=== TEXT PASSAGE ===
- Subject: slcurses wgetch() behavior
- From: Glenn Maynard <g_slang@xxxxxxxx>
- Date: Wed, 10 Oct 2001 21:15:03 -0400
(My impatience with broken mailing list software may have spilled onto
the list; sorry. :)
I don't know if any of this has come up recently; I wasn't able to find
archives of this list anywhere.
First:
ncurses getch() appears to return unknown escape sequences by not
touching them. Mutt uses this to bind to arbitrary sequences, like
meta keys.
slcurses getch() appears to eat unknwon escape sequences, returning ERR.
This breaks a lot of keys in mutt when compiled with slang. I'd
recommend emulating the ncurses behavior when going through the ncurses
interface.
I doubt this is hard to implement--if in ncurses mode, and an
unrecognized key sequence is found, stuff the remaining characters back
in and return \[.

=== INFORMATION SUPPLIED ===
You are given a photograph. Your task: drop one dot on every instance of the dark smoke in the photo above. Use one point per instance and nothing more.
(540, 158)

=== REQUIRED ACTIONS ===
**A)** List every software library or program named in the mailing list message about slcurses.
**B)** Continue the mailing list message about slcurses from its last sentence.

=== ANSWER SET ===
**A)** slcurses, ncurses, Mutt, slang

**B)**
Second:
$TERMCAP overrides terminfo. I'd suggest checking terminfo first, and
falling back on $TERMCAP. It's obsolete (when used as a termcap string,
at least); ncurses doesn't support that anymore and it causes
inconsistent behavior. Anything that actually needs it on a terminfo
system won't work for most apps, anyway, since that variable is rarely
honored; the only systems I could see it having a use on is ones without
terminfo, and I'm not even certain about that.
Third:
How are meta keys handled (when using slang directly)? A quick grep shows:
sltermin.c: {"mm", 102 UNTIC_COMMENT("turn on meta mode (8th-bit on)")},
sltermin.c: {"mo", 101 UNTIC_COMMENT("turn off meta mode")},
sltermin.c: {"MT", 40 UNTIC_COMMENT("has meta key")},
sltermin.c: {"km", 8 UNTIC_COMMENT("Has a meta key, sets msb high")},
Setting the high bit for meta keys won't work for UTF-8. Is the far more
common practice of prepending ^[ supported at all? (This is unrelated to
slcurses, of course; meta keys in ncurses-compatibility should just return
"^[x" in two getch calls.)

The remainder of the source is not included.